| GOAL |
Output the line containing "the form [188,167]." and all subsequent lines of the listing below, copied exactly, with no other lines.

[Records from a collection]
■ ■ ■
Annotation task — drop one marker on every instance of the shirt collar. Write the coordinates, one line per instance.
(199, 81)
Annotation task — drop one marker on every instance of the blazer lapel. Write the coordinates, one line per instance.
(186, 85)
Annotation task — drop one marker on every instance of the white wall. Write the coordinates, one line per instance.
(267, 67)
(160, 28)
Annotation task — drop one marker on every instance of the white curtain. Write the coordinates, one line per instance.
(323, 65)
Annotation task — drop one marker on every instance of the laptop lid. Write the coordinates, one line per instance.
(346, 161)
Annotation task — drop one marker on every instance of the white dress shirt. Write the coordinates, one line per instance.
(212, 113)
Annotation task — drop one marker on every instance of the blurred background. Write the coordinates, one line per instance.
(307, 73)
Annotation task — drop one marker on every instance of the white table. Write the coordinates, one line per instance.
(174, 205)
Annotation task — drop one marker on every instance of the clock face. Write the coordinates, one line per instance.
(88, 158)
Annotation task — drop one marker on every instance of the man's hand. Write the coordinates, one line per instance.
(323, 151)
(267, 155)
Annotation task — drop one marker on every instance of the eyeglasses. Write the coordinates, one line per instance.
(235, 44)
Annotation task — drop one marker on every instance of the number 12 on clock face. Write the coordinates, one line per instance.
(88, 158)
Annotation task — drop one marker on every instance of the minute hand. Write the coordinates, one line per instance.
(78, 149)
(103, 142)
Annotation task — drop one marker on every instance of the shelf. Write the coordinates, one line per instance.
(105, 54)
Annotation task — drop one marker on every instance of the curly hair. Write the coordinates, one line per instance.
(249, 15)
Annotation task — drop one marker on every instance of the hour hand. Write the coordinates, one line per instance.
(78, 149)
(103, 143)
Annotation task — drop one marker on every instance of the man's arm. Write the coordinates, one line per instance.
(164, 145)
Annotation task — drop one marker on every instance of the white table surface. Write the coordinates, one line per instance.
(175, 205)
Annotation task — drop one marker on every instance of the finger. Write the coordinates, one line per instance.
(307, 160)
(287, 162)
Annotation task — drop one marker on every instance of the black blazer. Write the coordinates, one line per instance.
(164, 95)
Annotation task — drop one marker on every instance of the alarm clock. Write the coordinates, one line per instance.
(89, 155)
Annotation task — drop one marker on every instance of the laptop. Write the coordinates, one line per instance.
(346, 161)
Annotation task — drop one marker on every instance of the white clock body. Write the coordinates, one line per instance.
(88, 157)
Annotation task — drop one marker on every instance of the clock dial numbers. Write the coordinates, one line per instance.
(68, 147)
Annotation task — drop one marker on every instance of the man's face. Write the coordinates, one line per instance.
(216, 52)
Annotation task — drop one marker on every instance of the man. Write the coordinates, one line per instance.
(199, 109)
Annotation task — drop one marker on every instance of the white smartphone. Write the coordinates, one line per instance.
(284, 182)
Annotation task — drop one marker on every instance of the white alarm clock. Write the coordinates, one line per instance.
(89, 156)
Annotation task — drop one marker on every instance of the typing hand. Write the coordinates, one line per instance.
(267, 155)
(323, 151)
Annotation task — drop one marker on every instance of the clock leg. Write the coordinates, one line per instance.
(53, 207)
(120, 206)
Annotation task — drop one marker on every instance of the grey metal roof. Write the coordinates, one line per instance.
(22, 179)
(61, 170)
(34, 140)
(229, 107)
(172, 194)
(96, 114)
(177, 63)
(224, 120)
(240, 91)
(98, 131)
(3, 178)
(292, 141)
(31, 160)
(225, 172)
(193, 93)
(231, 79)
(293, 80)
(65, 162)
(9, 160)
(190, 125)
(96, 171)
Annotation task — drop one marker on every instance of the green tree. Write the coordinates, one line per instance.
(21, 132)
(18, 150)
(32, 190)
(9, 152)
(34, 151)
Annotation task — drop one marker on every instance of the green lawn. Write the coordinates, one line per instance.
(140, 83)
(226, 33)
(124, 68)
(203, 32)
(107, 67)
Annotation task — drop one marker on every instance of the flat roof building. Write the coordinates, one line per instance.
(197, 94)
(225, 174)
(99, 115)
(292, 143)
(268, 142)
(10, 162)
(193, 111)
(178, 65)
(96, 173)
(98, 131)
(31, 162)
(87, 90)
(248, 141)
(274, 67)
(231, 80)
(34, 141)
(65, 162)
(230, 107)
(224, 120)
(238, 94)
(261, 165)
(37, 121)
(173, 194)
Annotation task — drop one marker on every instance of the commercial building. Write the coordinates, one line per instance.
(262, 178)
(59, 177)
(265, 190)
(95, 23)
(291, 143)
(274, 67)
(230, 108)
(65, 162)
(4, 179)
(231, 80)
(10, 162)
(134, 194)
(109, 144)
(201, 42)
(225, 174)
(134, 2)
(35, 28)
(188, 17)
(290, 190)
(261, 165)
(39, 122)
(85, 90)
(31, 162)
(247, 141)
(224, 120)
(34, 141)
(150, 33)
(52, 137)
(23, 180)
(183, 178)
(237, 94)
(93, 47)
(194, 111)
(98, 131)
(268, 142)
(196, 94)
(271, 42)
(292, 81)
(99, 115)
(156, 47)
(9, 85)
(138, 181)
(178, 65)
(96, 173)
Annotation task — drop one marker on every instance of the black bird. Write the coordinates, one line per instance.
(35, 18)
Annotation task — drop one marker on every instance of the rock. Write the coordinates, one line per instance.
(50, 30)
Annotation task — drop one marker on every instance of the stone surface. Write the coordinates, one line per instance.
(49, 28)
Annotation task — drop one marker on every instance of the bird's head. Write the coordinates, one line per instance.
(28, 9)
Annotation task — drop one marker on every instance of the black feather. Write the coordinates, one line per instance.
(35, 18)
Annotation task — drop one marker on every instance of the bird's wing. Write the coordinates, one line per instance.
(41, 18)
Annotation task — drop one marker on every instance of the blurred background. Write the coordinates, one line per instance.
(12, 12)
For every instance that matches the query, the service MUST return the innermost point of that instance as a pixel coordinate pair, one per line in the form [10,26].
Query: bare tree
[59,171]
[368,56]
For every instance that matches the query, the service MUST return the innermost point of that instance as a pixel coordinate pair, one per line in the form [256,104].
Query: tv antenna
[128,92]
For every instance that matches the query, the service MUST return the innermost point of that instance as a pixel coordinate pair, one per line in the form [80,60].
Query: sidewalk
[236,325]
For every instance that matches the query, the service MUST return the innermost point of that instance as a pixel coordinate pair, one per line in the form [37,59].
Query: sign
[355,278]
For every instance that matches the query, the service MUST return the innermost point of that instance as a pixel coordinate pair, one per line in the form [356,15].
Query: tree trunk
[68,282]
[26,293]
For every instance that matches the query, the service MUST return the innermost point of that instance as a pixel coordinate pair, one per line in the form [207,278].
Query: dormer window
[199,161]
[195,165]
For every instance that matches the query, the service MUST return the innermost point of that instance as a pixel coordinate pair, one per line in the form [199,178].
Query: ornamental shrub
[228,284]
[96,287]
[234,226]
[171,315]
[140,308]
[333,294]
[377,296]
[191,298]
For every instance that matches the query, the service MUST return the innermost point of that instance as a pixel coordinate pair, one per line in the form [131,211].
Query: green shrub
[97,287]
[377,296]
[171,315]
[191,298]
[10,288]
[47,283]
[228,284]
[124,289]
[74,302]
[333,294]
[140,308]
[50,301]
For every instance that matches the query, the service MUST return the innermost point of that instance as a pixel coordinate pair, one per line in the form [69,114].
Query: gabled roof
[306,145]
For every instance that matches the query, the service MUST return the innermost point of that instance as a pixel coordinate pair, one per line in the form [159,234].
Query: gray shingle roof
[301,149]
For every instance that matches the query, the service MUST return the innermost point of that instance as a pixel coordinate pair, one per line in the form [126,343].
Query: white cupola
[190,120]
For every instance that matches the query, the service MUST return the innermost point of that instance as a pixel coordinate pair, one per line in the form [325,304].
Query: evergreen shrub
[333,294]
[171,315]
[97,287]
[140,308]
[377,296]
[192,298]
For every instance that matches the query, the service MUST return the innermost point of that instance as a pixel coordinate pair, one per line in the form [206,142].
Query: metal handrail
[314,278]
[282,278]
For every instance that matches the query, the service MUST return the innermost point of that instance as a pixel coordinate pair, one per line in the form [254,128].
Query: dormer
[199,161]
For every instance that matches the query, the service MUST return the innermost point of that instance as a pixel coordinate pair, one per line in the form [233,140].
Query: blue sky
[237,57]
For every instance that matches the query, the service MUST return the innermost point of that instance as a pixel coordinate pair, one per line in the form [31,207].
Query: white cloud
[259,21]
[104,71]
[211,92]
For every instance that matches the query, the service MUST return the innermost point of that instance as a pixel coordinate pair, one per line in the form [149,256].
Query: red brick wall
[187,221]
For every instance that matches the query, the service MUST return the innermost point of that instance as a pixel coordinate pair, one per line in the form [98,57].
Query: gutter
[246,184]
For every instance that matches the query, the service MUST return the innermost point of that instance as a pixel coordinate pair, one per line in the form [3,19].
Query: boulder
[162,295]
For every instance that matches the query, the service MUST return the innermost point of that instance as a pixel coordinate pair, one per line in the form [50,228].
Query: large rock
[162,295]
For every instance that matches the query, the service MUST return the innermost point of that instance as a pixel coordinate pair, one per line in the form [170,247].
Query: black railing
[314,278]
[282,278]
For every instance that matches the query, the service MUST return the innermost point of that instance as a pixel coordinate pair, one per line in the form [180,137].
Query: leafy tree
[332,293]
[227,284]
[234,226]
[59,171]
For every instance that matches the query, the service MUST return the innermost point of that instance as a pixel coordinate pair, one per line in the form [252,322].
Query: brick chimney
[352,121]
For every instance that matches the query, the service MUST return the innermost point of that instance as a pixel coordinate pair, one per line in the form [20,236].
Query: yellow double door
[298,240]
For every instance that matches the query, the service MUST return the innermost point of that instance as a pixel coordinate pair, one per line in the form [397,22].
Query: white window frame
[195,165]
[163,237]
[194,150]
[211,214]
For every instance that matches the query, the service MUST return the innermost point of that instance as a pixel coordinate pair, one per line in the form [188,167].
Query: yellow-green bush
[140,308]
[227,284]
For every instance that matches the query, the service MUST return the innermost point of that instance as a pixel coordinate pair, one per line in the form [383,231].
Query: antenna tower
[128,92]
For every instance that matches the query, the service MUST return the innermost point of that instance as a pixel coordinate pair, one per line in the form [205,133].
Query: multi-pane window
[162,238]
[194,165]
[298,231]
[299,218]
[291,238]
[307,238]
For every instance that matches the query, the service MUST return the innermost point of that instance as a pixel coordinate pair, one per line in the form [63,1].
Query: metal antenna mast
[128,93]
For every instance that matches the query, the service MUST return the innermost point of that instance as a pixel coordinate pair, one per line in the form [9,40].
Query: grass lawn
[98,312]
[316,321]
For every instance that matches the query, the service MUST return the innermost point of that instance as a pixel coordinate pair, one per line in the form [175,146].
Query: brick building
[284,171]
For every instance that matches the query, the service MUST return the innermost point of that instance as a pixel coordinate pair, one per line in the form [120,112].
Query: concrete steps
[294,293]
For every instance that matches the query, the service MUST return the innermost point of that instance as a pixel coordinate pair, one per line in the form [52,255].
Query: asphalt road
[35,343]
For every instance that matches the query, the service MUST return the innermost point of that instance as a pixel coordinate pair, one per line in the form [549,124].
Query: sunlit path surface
■ ■ ■
| EXERCISE SOLUTION |
For every instance that matches the query, the service MUST return the innermost point of that instance as a pixel coordinate pair, one per line in the form [188,167].
Query: yellow-green bush
[140,308]
[227,284]
For every instance that matches the query, the service MUST return the innermost point of that instance as a pixel coordinate pair, one per line in the form [383,231].
Query: antenna tower
[128,92]
For every instance that matches the query, the service MUST return the innermost point of that instance as a pixel coordinate pair, one per line in the form [205,133].
Query: multi-pane window
[162,238]
[194,165]
[298,231]
[299,218]
[291,238]
[307,238]
For every instance that matches the query, the service MUST return the innermost point of that instance as a pixel coordinate pair, one per line in the form [63,1].
Query: metal antenna mast
[128,93]
For every instance that matches the query, the service MUST return the innermost point of that instance as a pixel coordinate pair, one per line in the form [9,40].
Query: grass lawn
[98,312]
[316,321]
For every instance that matches the query, the service MUST return the innermost point of that instance as a pixel coordinate pair, one per line in the form [175,146].
Query: brick building
[284,171]
For every instance that matches the query, the service MUST return the innermost point of that instance as a pixel coordinate pair, one per line in the form [120,112].
Query: concrete steps
[294,293]
For every instance that matches the query, the service MUST return the innermost point of that instance as a pixel coordinate pair, one per line in the form [52,255].
Query: asphalt road
[35,343]
For every instance that matches the query, the service MUST return the innermost point of that instance as a pixel coordinate pair, one per line in the form [549,124].
Query: sunlit path surface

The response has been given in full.